==== AUSZUG ZUM LESEN ====

Wir wollen erstmal dein Windows sichern. Windows "Sichern und..." sichert die komplette Windowspartition samt allem, was sich darauf befindet. PLUS dem, was es sonst noch zu brauchen glaubt. Wenn du eine Auslagerungsdatei auf einer anderen Partition hat, sagen wir mal "F:", dann will es diese Auslagerungsdatei auch sichern und nimmt "F:" komplett mit.
Achja.. hätte ich fast vergessen. Wenn Windows 7 neu installiert wird und dabei freien Plattenplatz findet, den es selbst partitionieren kann, dann legt es ja eine versteckte Partition für seinen Bootmanager an. 100 oder 200 MB groß. Die sichert es natürlich auch. Ich hab son Teil nicht.


> was sichert so ein backup?


Was du willst. Aber jetzt willst du erstmal nur dein Windows-System sichern. Glaube mir. Mal so als Übung. 

Nachtrag:
Ganz vergessen... 
Windows sichern mit "Sichern und..." wäre die Option _Systemabbild erstellen_.


----------



## Drunken Corpse (28. März 2011)

*AW: Babylon, keine deinstallation möglich*

also soll ich mein "kaputtes" system jetzt schon sichern?

mfg.: DC


----------



## OctoCore (28. März 2011)

*AW: Babylon, keine deinstallation möglich*

Besser angeschlagen als tot.
Ja.

====

> SCHRIFTLICHE AUFGABE 1: Wie groß ist laut dem Forumsauszug die versteckte Partition, die Windows 7 bei der Neuinstallation für seinen Bootmanager anlegt?
> SCHRIFTLICHE AUFGABE 2: Zähle alles auf, was die Windows-Funktion „Sichern und...“ laut dem Forumsauszug bei der Sicherung mitnimmt.
> SCHRIFTLICHE AUFGABE 3: Schreib den Forumsthread über die Windows-Sicherung nach der letzten Antwort weiter.

==== AUFGEFÜHRTES MATERIAL ====

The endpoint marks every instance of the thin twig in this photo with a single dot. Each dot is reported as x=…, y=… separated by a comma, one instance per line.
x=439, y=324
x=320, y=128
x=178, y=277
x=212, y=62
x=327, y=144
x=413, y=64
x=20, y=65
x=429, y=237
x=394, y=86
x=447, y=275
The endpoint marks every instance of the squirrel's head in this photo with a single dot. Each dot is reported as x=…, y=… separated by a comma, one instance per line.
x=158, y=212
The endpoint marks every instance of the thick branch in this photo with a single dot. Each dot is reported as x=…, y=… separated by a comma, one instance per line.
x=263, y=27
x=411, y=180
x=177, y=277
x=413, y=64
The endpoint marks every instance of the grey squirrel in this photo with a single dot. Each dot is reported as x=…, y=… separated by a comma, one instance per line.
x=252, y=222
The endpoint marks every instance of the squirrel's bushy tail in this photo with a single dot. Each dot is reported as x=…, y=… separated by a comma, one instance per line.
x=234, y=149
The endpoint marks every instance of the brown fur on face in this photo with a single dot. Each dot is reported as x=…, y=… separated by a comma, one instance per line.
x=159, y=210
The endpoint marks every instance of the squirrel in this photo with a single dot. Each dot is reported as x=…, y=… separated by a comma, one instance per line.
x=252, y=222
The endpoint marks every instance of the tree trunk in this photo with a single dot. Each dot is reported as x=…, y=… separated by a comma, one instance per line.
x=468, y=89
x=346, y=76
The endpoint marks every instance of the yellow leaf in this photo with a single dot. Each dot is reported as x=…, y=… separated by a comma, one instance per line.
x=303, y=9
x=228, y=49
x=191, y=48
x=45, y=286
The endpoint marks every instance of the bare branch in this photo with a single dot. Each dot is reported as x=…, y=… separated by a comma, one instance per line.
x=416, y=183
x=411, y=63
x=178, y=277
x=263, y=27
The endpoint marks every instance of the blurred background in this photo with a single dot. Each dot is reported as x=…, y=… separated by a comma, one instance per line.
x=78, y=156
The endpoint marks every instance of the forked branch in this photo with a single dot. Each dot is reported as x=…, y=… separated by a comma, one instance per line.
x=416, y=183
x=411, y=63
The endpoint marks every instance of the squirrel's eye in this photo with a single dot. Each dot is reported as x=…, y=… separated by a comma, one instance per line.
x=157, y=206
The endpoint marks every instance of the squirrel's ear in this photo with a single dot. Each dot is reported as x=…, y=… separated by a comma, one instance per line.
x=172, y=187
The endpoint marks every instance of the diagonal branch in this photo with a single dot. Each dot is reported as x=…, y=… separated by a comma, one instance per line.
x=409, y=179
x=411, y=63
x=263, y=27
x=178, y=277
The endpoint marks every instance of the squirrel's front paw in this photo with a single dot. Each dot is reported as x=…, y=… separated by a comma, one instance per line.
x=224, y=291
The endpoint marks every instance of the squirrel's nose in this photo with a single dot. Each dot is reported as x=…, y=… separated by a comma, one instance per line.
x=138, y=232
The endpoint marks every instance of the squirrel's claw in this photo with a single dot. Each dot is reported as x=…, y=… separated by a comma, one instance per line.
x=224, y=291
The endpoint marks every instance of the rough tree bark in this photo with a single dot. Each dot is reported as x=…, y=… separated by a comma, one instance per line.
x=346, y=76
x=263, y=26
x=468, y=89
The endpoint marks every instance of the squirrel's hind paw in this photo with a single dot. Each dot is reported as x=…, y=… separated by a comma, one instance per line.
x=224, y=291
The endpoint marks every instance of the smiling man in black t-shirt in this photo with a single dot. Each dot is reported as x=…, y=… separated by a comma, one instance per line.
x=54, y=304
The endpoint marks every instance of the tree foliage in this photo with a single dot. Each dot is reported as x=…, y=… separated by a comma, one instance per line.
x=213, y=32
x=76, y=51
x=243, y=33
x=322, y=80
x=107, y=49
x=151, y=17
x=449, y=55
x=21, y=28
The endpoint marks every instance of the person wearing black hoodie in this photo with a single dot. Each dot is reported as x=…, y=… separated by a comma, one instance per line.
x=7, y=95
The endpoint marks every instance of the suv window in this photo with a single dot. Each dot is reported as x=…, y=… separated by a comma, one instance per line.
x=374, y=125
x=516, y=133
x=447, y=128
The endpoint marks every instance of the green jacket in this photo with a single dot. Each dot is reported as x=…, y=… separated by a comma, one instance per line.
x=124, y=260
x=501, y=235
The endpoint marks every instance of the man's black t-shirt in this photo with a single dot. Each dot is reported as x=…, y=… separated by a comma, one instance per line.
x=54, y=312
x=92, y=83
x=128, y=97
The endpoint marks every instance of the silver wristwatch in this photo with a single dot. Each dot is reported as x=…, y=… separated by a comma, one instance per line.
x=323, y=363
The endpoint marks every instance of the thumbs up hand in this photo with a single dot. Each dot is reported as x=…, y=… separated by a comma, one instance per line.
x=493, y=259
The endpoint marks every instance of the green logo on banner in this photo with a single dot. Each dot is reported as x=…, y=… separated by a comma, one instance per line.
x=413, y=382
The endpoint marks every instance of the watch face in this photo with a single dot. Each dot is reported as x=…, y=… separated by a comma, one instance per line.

====

> AUSGABE 1: 100 oder 200 MB.

> AUSGABE 2:
- die komplette Windowspartition samt allem, was sich darauf befindet
- eine andere Partition mit einer Auslagerungsdatei (im Beispiel „F:“), und zwar komplett
- die versteckte Partition für den Bootmanager (100 oder 200 MB)

> AUSGABE 3:
----------



## Drunken Corpse (28. März 2011)

*AW: Babylon, keine deinstallation möglich*

habs gemacht und es ist 42gb groß^^

mfg.: DC


----------



## OctoCore (29. März 2011)

*AW: Babylon, keine deinstallation möglich*

Ist ja schnuckelig. Bei den heutigen Platten keine Größe. Jetzt kannst du experimentieren. Wenns in die Hose geht, dann entweder Neuinstallation oder eben die Sicherung, wenn du (erstmal) keine Lust hast, alles neu einzurichten. Dann musst du mit dem verkorksten Bootmanager erstmal leben. 
Jetzt kannst du als erstes die Reparatur mit EasyBCD versuchen und dann ist die Win-DVD dran, wenns nix bringt.

Mit 'nem Backup im Rücken bin ich immer mutig. 
Ich würde das komplette (versteckte) Verzeichnis _Boot_ killen und dann direkt im Anschluß mit den Reparaturoptionen der Setup-DVD mein System wieder erkennen zu lassen, damit der ganze Boot-Ordner wieder neu angelegt wird.


----------



## Drunken Corpse (29. März 2011)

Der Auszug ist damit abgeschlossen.